▸ Dataset records:
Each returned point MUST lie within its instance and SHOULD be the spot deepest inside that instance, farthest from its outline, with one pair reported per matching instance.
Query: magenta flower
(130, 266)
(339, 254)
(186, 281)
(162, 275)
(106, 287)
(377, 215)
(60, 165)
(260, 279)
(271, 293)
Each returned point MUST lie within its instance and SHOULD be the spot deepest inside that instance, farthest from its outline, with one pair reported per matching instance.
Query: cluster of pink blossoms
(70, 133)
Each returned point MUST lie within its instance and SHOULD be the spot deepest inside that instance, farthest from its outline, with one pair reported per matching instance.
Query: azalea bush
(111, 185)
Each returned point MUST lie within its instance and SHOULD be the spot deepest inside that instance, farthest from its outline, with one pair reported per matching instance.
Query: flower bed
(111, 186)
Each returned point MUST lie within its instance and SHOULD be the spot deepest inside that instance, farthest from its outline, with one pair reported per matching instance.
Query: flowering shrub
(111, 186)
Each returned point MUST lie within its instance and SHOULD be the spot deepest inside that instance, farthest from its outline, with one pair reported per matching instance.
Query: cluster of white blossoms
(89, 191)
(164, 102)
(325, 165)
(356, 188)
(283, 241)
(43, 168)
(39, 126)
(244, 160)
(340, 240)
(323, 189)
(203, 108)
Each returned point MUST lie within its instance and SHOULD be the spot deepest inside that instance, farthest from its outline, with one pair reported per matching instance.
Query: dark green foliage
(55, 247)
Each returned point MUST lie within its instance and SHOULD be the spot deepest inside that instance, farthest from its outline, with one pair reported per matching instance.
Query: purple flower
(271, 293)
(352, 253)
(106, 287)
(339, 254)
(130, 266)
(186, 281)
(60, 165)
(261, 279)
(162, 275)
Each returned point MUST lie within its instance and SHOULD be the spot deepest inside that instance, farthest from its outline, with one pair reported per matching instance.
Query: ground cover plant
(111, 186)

▸ Exercise instructions: Exactly as given, repeat each line above.

▸ Final answer:
Each returned point MUST lie within its instance and SHOULD be the spot deepest inside that instance, farthest from its outline, with one pair reported per matching instance.
Query: magenta flower
(130, 266)
(339, 254)
(186, 281)
(162, 275)
(106, 287)
(377, 215)
(60, 165)
(260, 279)
(271, 293)
Each returned point MUST lie within its instance and SHOULD be the spot deepest inside that instance, farthest from its outline, with one pair reported per matching instance.
Query: cluster of pink blossoms
(70, 133)
Each returned point MUST lie within its instance and SHOULD be the spot deepest inside that instance, farthest from its outline, with one pair reported per matching instance.
Query: azalea bush
(111, 185)
Each returned point MUST lie within its instance and SHOULD be the spot deepest inside that instance, farthest from its outline, with one pair reported per matching instance.
Query: flower bed
(111, 186)
Each returned point MUST lie within its instance and SHOULD be the spot deepest inside that instance, farthest from its outline, with one pair reported per matching instance.
Query: flowering shrub
(111, 186)
Each returned point MUST lie within its instance and SHOULD be the spot deepest inside that instance, farthest from its outline, with one pair reported per matching instance.
Query: cluster of white blossoms
(89, 191)
(164, 102)
(325, 165)
(356, 188)
(283, 241)
(43, 168)
(39, 126)
(244, 160)
(340, 240)
(323, 189)
(203, 108)
Each returned point MUST lie within its instance and SHOULD be the spot deepest inside that instance, farthest from its outline, with one pair reported per matching instance.
Query: dark green foliage
(55, 247)
Each returned point MUST lie within its instance and SHOULD be the spot deepest inside that instance, farthest from its outline, with one pair reported per matching instance.
Query: purple flower
(271, 293)
(352, 253)
(106, 287)
(339, 254)
(130, 266)
(186, 281)
(60, 165)
(261, 279)
(162, 275)
Each returned point MUST lie within its instance and SHOULD be the spot deepest inside that instance, farthest from its outline, with one pair reported per matching instance.
Query: ground cover plant
(111, 186)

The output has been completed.